» **Task item**
Gather each line in the entries that includes the string "bicycle".

» **Dataset records**
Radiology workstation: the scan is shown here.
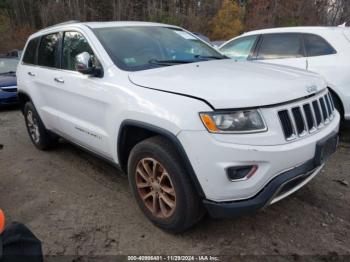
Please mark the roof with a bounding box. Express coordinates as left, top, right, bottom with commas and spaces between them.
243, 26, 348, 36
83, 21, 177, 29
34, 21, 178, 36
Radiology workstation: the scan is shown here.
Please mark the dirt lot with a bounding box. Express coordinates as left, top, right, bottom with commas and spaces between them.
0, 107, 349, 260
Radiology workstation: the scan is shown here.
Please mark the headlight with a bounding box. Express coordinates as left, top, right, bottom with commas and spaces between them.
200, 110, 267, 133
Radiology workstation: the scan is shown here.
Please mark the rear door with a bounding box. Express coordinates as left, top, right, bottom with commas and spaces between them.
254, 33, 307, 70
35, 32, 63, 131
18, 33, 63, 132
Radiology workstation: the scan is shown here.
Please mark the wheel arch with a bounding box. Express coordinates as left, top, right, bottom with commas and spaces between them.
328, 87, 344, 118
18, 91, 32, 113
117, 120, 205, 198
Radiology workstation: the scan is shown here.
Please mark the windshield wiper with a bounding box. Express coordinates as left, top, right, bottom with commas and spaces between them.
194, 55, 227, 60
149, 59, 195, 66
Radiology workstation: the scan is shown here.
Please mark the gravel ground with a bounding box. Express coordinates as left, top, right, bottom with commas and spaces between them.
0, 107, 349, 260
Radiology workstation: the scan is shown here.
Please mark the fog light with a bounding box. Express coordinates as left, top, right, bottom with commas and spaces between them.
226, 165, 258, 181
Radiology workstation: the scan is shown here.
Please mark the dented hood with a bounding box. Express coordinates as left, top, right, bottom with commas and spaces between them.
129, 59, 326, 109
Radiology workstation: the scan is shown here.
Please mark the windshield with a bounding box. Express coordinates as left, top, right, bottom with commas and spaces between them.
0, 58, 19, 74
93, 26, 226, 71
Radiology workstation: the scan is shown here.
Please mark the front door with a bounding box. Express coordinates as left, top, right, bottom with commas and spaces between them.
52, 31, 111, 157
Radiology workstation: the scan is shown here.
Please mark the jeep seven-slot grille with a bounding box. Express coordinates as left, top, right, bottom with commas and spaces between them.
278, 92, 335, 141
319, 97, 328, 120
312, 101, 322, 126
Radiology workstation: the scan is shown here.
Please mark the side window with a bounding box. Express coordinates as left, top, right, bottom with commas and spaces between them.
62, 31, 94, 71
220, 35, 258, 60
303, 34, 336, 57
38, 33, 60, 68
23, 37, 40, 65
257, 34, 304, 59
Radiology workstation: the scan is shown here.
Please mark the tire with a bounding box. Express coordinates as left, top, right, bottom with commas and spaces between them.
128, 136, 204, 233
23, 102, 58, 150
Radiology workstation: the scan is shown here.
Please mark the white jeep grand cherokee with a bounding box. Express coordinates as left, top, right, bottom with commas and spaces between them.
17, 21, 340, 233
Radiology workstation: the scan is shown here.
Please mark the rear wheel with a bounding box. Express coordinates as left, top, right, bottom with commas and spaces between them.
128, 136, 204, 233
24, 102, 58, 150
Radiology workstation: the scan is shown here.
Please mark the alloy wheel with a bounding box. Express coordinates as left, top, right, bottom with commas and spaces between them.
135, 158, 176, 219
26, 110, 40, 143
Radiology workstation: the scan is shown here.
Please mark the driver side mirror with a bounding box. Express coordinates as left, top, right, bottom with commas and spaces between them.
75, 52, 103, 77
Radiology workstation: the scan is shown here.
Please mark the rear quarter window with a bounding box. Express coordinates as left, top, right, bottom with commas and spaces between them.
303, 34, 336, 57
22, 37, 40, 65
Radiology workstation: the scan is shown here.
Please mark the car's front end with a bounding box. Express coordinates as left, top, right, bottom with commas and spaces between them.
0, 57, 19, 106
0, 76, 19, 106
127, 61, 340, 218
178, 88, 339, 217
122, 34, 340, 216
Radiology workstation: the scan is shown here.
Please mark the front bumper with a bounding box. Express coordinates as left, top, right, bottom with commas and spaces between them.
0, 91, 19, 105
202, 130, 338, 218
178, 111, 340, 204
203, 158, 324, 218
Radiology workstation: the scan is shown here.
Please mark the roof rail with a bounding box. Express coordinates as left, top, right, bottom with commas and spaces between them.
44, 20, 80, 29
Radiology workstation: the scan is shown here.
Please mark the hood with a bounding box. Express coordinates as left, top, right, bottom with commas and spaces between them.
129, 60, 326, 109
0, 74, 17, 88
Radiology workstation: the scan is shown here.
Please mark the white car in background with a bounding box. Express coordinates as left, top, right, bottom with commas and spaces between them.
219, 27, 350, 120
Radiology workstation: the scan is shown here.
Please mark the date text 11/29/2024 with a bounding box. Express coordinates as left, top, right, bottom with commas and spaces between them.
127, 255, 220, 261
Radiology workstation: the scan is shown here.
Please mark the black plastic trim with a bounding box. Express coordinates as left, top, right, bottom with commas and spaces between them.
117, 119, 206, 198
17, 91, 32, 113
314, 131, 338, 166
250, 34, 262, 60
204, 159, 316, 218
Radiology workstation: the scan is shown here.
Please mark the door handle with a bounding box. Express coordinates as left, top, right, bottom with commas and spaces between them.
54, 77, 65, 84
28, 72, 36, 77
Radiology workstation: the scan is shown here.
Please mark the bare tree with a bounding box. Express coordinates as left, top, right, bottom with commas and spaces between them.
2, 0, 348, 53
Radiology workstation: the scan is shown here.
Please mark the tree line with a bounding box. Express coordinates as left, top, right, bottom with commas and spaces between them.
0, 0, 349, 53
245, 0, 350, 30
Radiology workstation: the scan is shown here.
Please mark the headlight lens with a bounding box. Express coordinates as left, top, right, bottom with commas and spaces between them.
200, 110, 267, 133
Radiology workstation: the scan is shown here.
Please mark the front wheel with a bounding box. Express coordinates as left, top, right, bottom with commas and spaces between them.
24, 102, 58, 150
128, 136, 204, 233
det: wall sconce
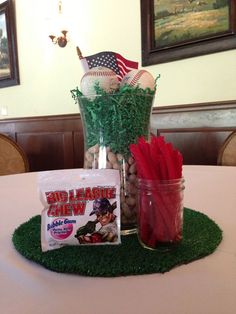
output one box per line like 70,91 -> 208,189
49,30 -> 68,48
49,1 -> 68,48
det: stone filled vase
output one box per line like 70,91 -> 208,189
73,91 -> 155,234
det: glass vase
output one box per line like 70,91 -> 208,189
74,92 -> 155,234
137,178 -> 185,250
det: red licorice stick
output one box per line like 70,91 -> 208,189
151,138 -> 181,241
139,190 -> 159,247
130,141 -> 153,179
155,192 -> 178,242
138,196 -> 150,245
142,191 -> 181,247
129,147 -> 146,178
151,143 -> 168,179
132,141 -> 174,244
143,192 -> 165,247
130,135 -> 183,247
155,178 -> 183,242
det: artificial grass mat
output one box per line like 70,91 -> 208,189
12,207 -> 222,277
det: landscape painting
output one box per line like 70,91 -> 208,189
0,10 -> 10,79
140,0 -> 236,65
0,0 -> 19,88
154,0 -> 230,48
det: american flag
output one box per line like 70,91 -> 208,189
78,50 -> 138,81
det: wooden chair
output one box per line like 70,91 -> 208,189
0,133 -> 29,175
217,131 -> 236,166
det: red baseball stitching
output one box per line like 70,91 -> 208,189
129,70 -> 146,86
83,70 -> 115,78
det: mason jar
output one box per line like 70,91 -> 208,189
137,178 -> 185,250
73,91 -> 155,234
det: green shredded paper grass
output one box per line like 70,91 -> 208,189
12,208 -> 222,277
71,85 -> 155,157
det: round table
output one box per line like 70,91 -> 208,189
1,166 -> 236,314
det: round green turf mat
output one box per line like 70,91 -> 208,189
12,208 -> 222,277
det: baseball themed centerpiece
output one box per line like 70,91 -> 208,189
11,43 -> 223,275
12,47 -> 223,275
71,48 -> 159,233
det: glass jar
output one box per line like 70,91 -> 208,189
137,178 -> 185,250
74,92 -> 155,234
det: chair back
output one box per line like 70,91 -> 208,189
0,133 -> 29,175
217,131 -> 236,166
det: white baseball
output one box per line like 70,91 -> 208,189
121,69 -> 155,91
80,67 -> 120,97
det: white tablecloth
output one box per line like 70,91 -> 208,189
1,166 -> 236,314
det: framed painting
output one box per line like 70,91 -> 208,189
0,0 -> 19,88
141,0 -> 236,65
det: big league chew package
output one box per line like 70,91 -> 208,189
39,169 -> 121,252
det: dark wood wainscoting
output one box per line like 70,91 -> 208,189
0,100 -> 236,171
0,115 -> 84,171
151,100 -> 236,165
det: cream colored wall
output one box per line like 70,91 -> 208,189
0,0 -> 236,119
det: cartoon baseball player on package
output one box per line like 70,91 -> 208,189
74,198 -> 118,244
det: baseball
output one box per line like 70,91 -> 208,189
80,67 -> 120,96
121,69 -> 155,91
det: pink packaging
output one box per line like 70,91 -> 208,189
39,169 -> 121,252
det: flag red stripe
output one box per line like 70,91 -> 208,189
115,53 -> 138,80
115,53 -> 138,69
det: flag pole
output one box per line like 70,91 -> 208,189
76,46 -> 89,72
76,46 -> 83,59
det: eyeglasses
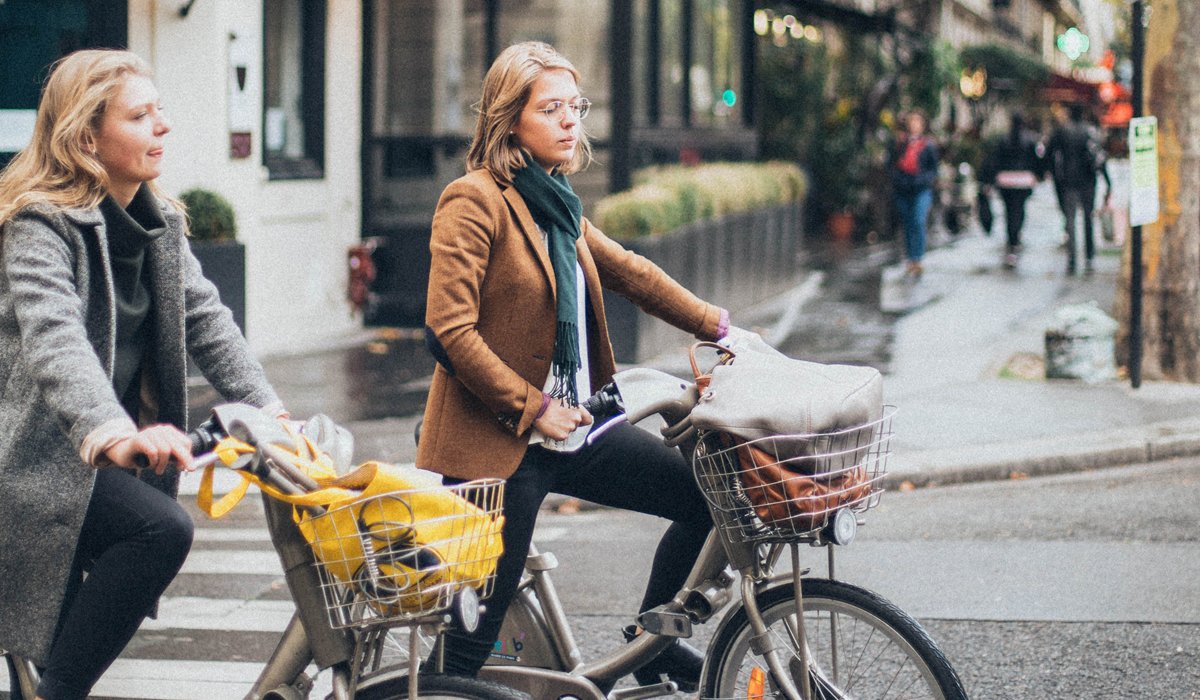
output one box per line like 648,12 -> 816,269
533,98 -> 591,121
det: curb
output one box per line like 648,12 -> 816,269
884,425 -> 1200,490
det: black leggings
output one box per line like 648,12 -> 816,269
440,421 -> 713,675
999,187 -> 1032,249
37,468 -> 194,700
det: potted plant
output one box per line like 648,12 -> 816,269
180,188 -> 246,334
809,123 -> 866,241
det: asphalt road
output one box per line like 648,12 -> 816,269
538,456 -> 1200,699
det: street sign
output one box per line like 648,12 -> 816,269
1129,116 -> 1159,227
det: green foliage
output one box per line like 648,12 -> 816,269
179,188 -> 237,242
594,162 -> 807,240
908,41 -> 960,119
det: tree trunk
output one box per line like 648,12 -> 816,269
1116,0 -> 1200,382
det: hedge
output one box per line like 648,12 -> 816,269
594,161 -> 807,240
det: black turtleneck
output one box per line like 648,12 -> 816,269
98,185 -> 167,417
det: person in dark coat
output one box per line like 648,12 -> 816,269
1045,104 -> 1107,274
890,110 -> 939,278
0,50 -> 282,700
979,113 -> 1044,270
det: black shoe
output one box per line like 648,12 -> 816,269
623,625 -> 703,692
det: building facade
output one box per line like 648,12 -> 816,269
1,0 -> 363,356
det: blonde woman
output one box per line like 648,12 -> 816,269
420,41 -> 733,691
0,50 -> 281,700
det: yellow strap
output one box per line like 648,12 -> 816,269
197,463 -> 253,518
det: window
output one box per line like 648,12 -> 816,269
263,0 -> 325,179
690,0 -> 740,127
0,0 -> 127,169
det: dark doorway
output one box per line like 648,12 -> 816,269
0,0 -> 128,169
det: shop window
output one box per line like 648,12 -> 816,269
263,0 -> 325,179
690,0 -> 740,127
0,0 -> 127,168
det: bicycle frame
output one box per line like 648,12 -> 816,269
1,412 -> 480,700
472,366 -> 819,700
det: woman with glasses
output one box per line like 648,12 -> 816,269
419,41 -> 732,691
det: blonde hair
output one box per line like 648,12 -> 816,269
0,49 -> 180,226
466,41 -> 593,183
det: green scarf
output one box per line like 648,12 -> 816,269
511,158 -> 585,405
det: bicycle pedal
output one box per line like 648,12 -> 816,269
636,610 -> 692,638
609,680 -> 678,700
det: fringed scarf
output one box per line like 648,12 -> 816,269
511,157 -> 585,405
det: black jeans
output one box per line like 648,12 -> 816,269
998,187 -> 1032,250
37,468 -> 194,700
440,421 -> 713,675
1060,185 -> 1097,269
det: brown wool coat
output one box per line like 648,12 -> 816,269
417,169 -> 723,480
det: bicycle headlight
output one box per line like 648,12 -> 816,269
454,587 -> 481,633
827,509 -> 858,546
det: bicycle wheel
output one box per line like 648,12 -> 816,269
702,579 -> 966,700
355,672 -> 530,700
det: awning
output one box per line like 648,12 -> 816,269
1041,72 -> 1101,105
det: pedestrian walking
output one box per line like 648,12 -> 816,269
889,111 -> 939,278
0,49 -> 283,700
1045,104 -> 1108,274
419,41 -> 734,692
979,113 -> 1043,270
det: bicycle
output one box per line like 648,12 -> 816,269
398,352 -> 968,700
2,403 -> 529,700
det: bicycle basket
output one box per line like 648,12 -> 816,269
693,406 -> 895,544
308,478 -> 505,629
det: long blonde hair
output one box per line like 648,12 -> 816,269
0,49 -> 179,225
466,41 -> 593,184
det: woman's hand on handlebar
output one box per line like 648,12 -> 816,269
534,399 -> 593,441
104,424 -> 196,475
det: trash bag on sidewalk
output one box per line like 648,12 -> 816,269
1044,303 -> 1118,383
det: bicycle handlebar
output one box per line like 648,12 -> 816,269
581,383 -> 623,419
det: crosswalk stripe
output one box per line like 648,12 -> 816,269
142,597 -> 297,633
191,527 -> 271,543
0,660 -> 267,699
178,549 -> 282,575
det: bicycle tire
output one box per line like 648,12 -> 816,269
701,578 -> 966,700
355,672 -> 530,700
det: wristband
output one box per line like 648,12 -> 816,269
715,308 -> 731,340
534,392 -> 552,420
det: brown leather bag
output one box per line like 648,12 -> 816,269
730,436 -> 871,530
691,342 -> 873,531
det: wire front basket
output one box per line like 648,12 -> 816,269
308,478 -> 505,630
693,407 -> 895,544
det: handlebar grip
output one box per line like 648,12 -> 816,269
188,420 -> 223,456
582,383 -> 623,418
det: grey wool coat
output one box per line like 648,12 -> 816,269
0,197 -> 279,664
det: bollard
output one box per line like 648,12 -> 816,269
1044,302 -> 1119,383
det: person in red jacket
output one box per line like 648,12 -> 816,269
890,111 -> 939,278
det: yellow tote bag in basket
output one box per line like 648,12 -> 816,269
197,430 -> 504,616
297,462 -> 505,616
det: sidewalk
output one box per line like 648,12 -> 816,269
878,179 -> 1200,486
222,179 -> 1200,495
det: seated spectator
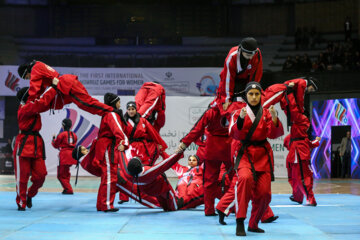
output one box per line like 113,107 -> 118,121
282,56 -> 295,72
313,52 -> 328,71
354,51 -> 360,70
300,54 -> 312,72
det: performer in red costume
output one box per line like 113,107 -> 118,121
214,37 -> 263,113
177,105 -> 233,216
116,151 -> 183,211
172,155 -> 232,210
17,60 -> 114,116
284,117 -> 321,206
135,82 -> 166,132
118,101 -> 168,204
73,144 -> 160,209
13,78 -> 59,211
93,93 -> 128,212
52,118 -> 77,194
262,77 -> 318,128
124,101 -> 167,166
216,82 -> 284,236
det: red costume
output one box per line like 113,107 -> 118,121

» **Solved problem**
det: bicycle frame
det: bicycle pedal
det: bicycle headlight
det: bicycle wheel
det: bicycle
det: bicycle basket
det: bicycle handlebar
det: bicycle tire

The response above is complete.